#### PROVIDED TEXT ####
The shell of the house stood abject and battered for a number of years, its broken windows telling its ugly story to all who came that way. On a moonlight night an impressionable girl passing the house could readily have seen the ghost of a woman’s form leaning imploringly from the belvedere—one girl did see it, and not even her later confession that the ghost was a fabric of moonbeams has been sufficient to rid the building of its name—The Haunted House. Nor, when inside the stout old walls a new and finer residence was built in cheerful defiance of the ghost, could the spirit of tragedy be easily banished. We shall hear one more story—a brief one—and then we may judge.

The war came and passed and left New Orleans dominated politically by those who had been their slaves. The pendulum swung so far to the extreme that a public school for both white and black children was ordained and, by coincidence or cunning design, was established in the Haunted House. It was of course an unfortunate move, and served no purpose except to whet racial antagonism. There came, finally, the breaking point. A white political organization which had been recuperating in strength sent a delegation one afternoon to call at the school. They were met by the teachers, to whom they issued a command to muster the school for roll-call. One of the pupils, a girl of exceptional beauty, heard the commotion from the upper hall, and peering over the banisters realized the significance of the roll-call—that the white pupils were to be segregated from the black. She leaned far over, to catch every word, when a shell comb fell from her hair and shattered on the marble floor below. She burst into tears and fled to an upper room.

The roll-call ended. All pupils who had negro blood were ordered from the house. When the slight flurry had subsided, and the delegation had left, the principal and one of the teachers found Marguerite upstairs in a paroxysm of grief. “The comb was my mother’s,” she sobbed, and when the teacher tried to comfort her, became hysterical. The principal drew the teacher outside. “It is not on account of the comb,” she said. “Marguerite’s mother was an octoroon; she married a white sea-captain. He loved her so much that in order to marry her he opened his wrist and let a few drops of her blood into his own, so that he might swear that he had African blood in his veins and get a marriage license. Only Marguerite and I and one or two others knew her story—and no one would have suspected, for she is so beautiful. She is engaged to be married, and her fiancé didn’t know. But the roll-call—now she will leave school, and he must learn of it.”
####
### PROBLEM SET
a. For each statement, say yes or no as to whether it agrees with the Haunted House passage, and quote the words that decide it. (i) The girl who saw the ghost later admitted it was made of moonbeams. (ii) The newer residence was built at a different site from the old house. (iii) The delegation that came to the school was sent by a black political organization.
b. According to the Haunted House passage, what did the sea-captain do so that he could get a marriage license?
c. Carry the Haunted House passage on from its last sentence.
The material that comes next has nothing to do with the Haunted House passage.
#### AVAILABLE DATA ####
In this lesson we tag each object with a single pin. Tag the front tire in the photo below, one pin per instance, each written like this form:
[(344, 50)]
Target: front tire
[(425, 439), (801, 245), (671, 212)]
####
### RESULTS OF THE TASKS
a.
(i) Yes: "her later confession that the ghost was a fabric of moonbeams"
(ii) No: "inside the stout old walls a new and finer residence was built"
(iii) No: "A white political organization which had been recuperating in strength sent a delegation"

b. He opened his wrist and let a few drops of her blood into his own, so that he could swear he had African blood in his veins.

c.
Which was the greater tragedy—the brutality of slave torture, or the death of the exquisite school-girl’s romance? It may be you will find the answer from the ghost, if ten years of children’s lessons, and the arpeggios and trills of a conservatory of music, and subsequent vapors of lodging-house cooking have not frightened the ghost herself away. Go and see. Far and down in the old quarter of New Orleans, where Hospital Street meets Royal, you will scarcely hear the drone of the modern city at work. In the vieux carré one may converse easily with ghosts. You will find no answer here.

Doughoregan Manor

© D.McK

DOUGHOREGAN MANOR

There are three ghosts at Doughoregan Manor. One is the shade of an ancient housekeeper, whose quiet tread may be heard in the corridors, and whose keys tinkle faintly when the house is still. Another is the spectral coach—its wheels grind on the driveway when death rides to claim a member of the household.... The third is no gruesome phantom, but the warm lively pervading spirit of the Signer himself, Charles Carroll “of Carrollton.”